*DOCUMENT SEGMENT*:
»»

Google Hor

Thousands of College Students Could Be Homeless, Study Suggests

DETROIT — Jennifer Carr knows she's not the profile of a typical college student. The Detroit-area woman is 37 and has battled alcohol and heroin addiction. She's also been homeless in the past and even now is categorized as someone who is precariously housed.

Carr's story is not unusual. Studies suggest thousands of students at community colleges nationwide could be considered homeless or precariously housed, either because they have been thrown out of home, evicted, or sleep in a shelter, car or abandoned building.

"I didn't have anywhere to go. I lived in my car. I didn't have my job anymore and I got evicted from my apartment," said Carr, who is in her first semester at Wayne County Community College District in Detroit. "I was ashamed I was living in my car."

The few researchers who study the issue say there is scant data, but that they believe a surprisingly large number of college students are homeless. While some colleges have started to offer programs to help with housing or food needs, more needs to be dones- _2dd4671a7678

"For many people it's a contradiction in terms — homeless college student," said Paul Toro, psychology professor at Wayne State University. "If you're a college student, you had to be with it enough to get yourself into college, so obviously you can't be homeless."

Sara Goldrick-Rab, a professor at Temple University, in Philadelphia, recently released a homeless national survey taken at 70 community colleges across 24 states.

"We're the third study to find either 13 or 14 percent, so it's consistent," Goldrick-Rab said. "But at the same time, my bigger concern, and the thing that staggers me a little bit, is thinking this could be an underestimate."

She also found that a third of the 33,000 students surveyed said they were "food insecure."

Goldrick-Rab is concerned the numbers could be higher because electronic surveys are not the best way to reach students. Response rates were only around 5 percent.

Toro is doing similar research in Detroit, where so far he has found about 5 percent of Wayne State students are homeless or precariously housed.

"Take Wayne State's student population of around 30,000 and take 5 percent of it, you know, it's a lot of people," he said, "So you're talking about 1,500 students, roughly, at Wayne State."

Goldrick-Rab said a reason why the problem may go unreported is perception.

"We have sort of had this attitude of like, 'The kids are all right,'" she said, "We framed it as the solution, right, we framed it as you want to get out of poverty you go to college. I think we falsely told ourselves, 'Well you'd be out of poverty then when you went to college.' You're not, not until you complete the degree and often times not for years after that."

Carr said the stigma needs to change.

"You need to talk about it more, I mean you can't judge people," Carr said. "There's people that want it so bad, they want to go to school so bad that they'll do anything, so we definitely need to talk about it."

Another challenge for some students is they might not even have a bed at night because the local homeless shelter would run out of room while they're in classes.

««

*DO THIS*:
From the article on homeless college students, copy without changes the passage that begins with the words "She also found" and ends with "or precariously housed.".

*SUPPLIED INFORMATION*:

»»

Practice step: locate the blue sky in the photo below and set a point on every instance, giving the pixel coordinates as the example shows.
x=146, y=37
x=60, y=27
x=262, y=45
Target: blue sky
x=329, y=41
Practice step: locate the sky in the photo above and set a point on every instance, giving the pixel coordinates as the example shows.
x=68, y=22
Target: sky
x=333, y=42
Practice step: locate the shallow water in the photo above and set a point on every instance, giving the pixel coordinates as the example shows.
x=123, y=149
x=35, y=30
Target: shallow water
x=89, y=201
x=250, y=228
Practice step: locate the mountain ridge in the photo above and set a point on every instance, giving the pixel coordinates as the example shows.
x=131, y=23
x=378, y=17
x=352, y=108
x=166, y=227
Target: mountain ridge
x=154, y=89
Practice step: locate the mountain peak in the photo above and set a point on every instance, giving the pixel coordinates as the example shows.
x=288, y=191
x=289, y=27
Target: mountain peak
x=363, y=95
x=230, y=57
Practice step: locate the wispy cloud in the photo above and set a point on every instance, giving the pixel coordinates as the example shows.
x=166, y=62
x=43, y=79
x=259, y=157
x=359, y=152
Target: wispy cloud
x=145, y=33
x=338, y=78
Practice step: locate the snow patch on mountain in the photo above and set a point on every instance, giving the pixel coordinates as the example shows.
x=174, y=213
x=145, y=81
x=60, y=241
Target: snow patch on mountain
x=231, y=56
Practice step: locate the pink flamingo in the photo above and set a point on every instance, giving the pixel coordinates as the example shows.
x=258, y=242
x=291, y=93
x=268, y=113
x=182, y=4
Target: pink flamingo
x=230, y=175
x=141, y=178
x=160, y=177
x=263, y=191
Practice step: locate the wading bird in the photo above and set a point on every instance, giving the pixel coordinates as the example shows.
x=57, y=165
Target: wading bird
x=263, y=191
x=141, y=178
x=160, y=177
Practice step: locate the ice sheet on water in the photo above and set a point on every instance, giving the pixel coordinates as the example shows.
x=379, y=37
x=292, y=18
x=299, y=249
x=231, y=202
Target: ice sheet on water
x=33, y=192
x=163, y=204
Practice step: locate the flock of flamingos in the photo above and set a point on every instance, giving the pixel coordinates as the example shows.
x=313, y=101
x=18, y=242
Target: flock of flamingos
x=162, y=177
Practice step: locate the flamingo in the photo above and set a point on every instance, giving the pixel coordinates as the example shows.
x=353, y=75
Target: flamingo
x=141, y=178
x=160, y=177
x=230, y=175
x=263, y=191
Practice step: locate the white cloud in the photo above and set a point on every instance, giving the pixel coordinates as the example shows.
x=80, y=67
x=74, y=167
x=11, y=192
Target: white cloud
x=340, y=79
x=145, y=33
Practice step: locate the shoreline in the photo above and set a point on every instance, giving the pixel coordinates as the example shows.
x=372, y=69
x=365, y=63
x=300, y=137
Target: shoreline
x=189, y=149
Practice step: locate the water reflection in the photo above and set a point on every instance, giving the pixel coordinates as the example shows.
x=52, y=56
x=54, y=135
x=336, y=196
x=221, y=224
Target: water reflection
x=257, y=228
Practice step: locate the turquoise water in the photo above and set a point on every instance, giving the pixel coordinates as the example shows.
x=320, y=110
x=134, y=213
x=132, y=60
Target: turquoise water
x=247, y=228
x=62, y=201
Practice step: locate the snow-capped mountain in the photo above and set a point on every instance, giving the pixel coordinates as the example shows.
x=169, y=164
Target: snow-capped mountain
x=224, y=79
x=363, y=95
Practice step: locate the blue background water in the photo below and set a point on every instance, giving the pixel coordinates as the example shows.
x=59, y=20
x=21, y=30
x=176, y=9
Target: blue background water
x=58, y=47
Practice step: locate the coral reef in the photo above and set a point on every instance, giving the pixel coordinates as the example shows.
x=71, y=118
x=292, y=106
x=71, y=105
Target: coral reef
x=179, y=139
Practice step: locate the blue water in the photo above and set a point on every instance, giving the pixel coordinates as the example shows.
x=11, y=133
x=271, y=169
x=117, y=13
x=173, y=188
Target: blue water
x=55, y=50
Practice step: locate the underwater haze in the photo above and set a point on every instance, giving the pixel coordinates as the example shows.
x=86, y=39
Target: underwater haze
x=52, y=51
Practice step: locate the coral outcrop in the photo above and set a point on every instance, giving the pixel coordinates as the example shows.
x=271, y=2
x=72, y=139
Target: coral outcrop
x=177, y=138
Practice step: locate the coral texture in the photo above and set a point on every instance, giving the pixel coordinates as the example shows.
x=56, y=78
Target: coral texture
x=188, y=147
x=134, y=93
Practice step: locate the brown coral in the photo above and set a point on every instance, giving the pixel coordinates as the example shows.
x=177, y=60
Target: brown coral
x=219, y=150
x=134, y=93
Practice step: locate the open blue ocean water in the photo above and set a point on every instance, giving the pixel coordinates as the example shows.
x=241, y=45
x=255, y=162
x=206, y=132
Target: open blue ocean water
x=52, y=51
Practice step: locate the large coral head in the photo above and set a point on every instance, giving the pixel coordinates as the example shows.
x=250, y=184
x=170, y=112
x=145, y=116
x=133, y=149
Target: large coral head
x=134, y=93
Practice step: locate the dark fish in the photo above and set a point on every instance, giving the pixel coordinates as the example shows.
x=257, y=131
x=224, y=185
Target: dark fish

««

*EXERCISE ANSWER*:
She also found that a third of the 33,000 students surveyed said they were "food insecure."

Goldrick-Rab is concerned the numbers could be higher because electronic surveys are not the best way to reach students. Response rates were only around 5 percent.

Toro is doing similar research in Detroit, where so far he has found about 5 percent of Wayne State students are homeless or precariously housed.